■ Problem description ■
Below is some data. Retype exactly the lines starting at the one with "# annotate each instance of the grey" and ending at the one with "# annotate each instance of the red sock".

■ Entries provided ■

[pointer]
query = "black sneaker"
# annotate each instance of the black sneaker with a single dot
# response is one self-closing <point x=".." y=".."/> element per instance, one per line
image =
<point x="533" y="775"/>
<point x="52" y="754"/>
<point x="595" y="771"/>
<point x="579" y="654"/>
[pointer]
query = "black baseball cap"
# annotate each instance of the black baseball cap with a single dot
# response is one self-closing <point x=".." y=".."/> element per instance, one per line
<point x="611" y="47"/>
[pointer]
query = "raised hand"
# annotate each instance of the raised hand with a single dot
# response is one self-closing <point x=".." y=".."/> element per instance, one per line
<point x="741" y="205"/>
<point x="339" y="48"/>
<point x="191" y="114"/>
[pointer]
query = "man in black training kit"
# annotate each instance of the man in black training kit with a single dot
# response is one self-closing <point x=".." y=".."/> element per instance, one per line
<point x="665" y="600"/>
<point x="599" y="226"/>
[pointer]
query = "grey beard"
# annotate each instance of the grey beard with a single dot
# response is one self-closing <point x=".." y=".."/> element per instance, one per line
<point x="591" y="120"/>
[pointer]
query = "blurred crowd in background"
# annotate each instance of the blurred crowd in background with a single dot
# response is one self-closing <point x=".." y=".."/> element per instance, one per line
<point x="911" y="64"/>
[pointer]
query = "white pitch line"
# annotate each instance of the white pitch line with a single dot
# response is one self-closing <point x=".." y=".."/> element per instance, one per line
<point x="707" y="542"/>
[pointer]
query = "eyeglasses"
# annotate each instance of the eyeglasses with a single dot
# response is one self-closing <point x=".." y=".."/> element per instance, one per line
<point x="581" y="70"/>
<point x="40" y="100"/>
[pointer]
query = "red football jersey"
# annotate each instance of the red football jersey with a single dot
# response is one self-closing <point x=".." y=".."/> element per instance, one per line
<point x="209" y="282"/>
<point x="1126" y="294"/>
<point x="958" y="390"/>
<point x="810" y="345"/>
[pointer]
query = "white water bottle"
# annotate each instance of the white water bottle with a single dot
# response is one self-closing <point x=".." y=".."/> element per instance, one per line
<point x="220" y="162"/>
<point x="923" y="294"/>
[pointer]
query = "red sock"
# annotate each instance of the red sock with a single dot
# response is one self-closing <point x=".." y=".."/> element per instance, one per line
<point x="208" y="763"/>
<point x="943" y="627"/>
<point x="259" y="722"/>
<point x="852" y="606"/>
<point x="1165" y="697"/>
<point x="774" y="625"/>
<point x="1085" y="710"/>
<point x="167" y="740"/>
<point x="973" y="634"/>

■ Final answer ■
# annotate each instance of the grey beard with a single dot
# response is one self-closing <point x=".." y=".."/> element per instance, one per line
<point x="591" y="120"/>
[pointer]
query = "blurred crowd in background"
# annotate each instance of the blurred crowd in background with a single dot
# response is one self-closing <point x=".." y=".."/> element per instance, one per line
<point x="911" y="64"/>
[pointer]
query = "white pitch line"
# annotate each instance of the white pitch line with a single dot
# response is one self-closing <point x=".." y=".."/> element per instance, one per line
<point x="707" y="542"/>
[pointer]
query = "eyeglasses"
# annotate each instance of the eyeglasses with a single dot
# response is one self-closing <point x=".." y=".."/> element per instance, one per line
<point x="581" y="70"/>
<point x="40" y="100"/>
[pointer]
query = "red football jersey"
# annotate each instance of the red football jersey with a single dot
# response is one self-closing <point x=".." y=".."/> element per instance, one per line
<point x="209" y="282"/>
<point x="1126" y="294"/>
<point x="958" y="390"/>
<point x="810" y="345"/>
[pointer]
query = "white water bottle"
# annotate each instance of the white water bottle with a single dot
# response is one self-closing <point x=".." y=".."/> element per instance, one per line
<point x="220" y="162"/>
<point x="923" y="294"/>
[pointer]
query = "red sock"
# annotate each instance of the red sock with a single dot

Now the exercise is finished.